Do this:
Switch "one per line" to "one point per line" everywhere in the listing below, and leave every other part of the lines unchanged.

Entries from a pointing dataset:
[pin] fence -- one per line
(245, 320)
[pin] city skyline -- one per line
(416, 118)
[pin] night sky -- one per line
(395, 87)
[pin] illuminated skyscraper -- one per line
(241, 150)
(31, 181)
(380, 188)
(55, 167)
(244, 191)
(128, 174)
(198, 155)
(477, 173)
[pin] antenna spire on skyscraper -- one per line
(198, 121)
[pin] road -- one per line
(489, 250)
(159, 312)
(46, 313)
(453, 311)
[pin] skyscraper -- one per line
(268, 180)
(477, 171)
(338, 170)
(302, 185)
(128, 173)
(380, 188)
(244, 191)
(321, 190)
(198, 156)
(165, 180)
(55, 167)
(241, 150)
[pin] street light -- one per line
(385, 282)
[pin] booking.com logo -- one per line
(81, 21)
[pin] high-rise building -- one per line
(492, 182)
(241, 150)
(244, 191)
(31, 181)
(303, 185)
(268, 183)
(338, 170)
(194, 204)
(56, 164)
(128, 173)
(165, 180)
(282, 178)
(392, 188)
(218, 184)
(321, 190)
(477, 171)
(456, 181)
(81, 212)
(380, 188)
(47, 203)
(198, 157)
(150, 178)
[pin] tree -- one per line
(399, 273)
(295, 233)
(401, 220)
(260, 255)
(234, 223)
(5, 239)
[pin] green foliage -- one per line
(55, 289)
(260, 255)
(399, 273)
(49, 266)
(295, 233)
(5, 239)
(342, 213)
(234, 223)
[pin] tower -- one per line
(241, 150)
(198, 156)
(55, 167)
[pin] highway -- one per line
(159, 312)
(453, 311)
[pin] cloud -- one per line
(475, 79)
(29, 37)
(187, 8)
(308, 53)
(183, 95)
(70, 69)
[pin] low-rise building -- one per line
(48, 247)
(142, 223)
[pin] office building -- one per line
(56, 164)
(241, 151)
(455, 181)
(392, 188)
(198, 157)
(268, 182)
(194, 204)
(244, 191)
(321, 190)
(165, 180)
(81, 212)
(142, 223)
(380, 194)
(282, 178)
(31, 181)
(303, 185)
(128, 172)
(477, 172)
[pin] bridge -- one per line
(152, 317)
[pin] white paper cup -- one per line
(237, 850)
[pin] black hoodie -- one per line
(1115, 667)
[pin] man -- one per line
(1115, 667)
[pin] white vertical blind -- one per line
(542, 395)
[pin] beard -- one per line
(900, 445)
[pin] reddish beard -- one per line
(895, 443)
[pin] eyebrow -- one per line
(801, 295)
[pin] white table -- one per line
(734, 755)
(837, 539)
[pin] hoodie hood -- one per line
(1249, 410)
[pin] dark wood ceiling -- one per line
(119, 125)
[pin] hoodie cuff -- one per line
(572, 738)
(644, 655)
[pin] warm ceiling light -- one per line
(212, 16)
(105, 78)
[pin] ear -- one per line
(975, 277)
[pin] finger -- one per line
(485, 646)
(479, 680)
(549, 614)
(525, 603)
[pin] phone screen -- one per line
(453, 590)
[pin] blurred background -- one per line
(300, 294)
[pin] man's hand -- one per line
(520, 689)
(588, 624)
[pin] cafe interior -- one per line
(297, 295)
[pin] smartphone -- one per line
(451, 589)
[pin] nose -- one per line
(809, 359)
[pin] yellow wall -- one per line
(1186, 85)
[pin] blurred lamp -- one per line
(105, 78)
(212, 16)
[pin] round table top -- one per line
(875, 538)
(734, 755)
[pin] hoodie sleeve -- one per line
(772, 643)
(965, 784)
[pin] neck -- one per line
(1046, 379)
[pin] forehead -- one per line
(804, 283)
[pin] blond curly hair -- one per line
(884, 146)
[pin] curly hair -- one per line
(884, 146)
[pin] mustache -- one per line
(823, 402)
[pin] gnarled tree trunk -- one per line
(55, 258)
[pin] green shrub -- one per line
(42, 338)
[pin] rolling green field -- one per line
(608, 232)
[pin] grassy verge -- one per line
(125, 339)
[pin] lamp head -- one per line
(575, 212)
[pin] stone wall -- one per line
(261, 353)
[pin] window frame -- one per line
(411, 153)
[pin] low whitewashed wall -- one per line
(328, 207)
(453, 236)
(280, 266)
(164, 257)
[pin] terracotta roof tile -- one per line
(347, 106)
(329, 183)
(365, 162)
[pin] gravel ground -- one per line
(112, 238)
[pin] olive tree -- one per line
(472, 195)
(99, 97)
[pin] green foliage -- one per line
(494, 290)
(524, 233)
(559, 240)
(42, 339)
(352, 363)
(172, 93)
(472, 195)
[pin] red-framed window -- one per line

Exercise result:
[pin] fence -- one point per line
(245, 320)
[pin] city skyline -- one point per line
(416, 118)
[pin] night sky -- one point per line
(395, 87)
[pin] illuminated skyscraper -- one point per line
(241, 150)
(31, 181)
(380, 188)
(55, 167)
(244, 191)
(128, 174)
(198, 155)
(477, 173)
[pin] antenna spire on skyscraper -- one point per line
(198, 121)
[pin] road -- one point per line
(489, 250)
(159, 312)
(46, 313)
(453, 311)
[pin] skyscraper -- one point per line
(268, 180)
(477, 171)
(338, 170)
(302, 185)
(128, 173)
(380, 188)
(244, 191)
(321, 190)
(198, 156)
(165, 180)
(55, 167)
(241, 150)
[pin] street light -- one point per line
(385, 282)
[pin] booking.com logo -- one point per line
(81, 21)
[pin] high-rise building -- one point per line
(492, 182)
(241, 150)
(244, 191)
(31, 181)
(303, 185)
(268, 183)
(338, 170)
(194, 204)
(56, 164)
(128, 173)
(165, 180)
(282, 178)
(392, 188)
(218, 184)
(321, 190)
(477, 171)
(456, 181)
(81, 212)
(380, 188)
(47, 203)
(198, 157)
(150, 178)
[pin] tree -- one point per line
(399, 273)
(295, 233)
(401, 220)
(260, 255)
(234, 223)
(5, 239)
[pin] green foliage -- one point per line
(55, 289)
(260, 255)
(399, 273)
(49, 266)
(295, 233)
(5, 239)
(342, 213)
(234, 223)
[pin] tower -- one point per line
(241, 150)
(198, 156)
(55, 167)
[pin] highway -- one point per line
(159, 312)
(453, 311)
[pin] cloud -- one point per line
(475, 79)
(29, 37)
(187, 8)
(308, 53)
(183, 95)
(70, 69)
[pin] low-rise building -- one point per line
(48, 247)
(142, 223)
[pin] office building -- one point per line
(56, 164)
(241, 151)
(455, 181)
(392, 188)
(198, 157)
(268, 182)
(194, 204)
(244, 191)
(321, 190)
(165, 180)
(81, 212)
(142, 223)
(380, 194)
(282, 178)
(31, 181)
(303, 185)
(128, 172)
(477, 172)
[pin] bridge -- one point per line
(152, 317)
[pin] white paper cup -- one point per line
(237, 850)
[pin] black hoodie -- one point per line
(1115, 667)
[pin] man -- one point per line
(1115, 667)
[pin] white vertical blind -- one point per line
(542, 395)
[pin] beard -- one point per line
(900, 445)
[pin] reddish beard -- one point per line
(895, 443)
[pin] eyebrow -- one point per line
(801, 295)
[pin] white table -- one point per line
(734, 755)
(837, 539)
[pin] hoodie hood -- one point per line
(1249, 410)
[pin] dark wood ceiling -- one point per line
(119, 125)
[pin] hoodie cuff -- one point per line
(572, 738)
(644, 655)
[pin] warm ceiling light -- one point per line
(212, 16)
(105, 78)
[pin] ear -- one point per line
(975, 277)
[pin] finger -- one point per line
(485, 646)
(479, 680)
(549, 614)
(525, 603)
[pin] phone screen -- one point per line
(453, 590)
[pin] blurred background -- one point per line
(300, 294)
[pin] man's hand -- one point per line
(520, 689)
(588, 624)
[pin] cafe interior -- one point per line
(297, 295)
[pin] smartphone -- one point per line
(451, 589)
[pin] nose -- one point per line
(809, 359)
[pin] yellow wall -- one point per line
(1186, 85)
[pin] blurred lamp -- one point per line
(105, 78)
(212, 16)
[pin] round table top -- one point per line
(875, 538)
(734, 755)
[pin] hoodie sleeve -- one point per line
(772, 643)
(965, 784)
[pin] neck -- one point per line
(1046, 379)
[pin] forehead -- one point per line
(804, 283)
[pin] blond curly hair -- one point per line
(884, 146)
[pin] curly hair -- one point per line
(884, 146)
[pin] mustache -- one point per line
(823, 402)
[pin] gnarled tree trunk -- one point per line
(55, 258)
[pin] green shrub -- one point per line
(42, 338)
[pin] rolling green field -- one point per line
(608, 232)
[pin] grassy verge -- one point per line
(125, 339)
[pin] lamp head -- one point per line
(575, 212)
[pin] stone wall -- one point per line
(261, 353)
[pin] window frame -- one point per line
(411, 153)
[pin] low whitewashed wall -- one point per line
(328, 207)
(453, 236)
(280, 266)
(164, 257)
[pin] terracotta roof tile -- one point per line
(347, 106)
(329, 183)
(365, 162)
[pin] gravel ground -- one point per line
(112, 238)
[pin] olive tree -- one point per line
(472, 195)
(99, 97)
[pin] green foliage -- one point per line
(494, 290)
(524, 233)
(559, 240)
(42, 339)
(352, 363)
(172, 93)
(472, 195)
[pin] red-framed window -- one point per line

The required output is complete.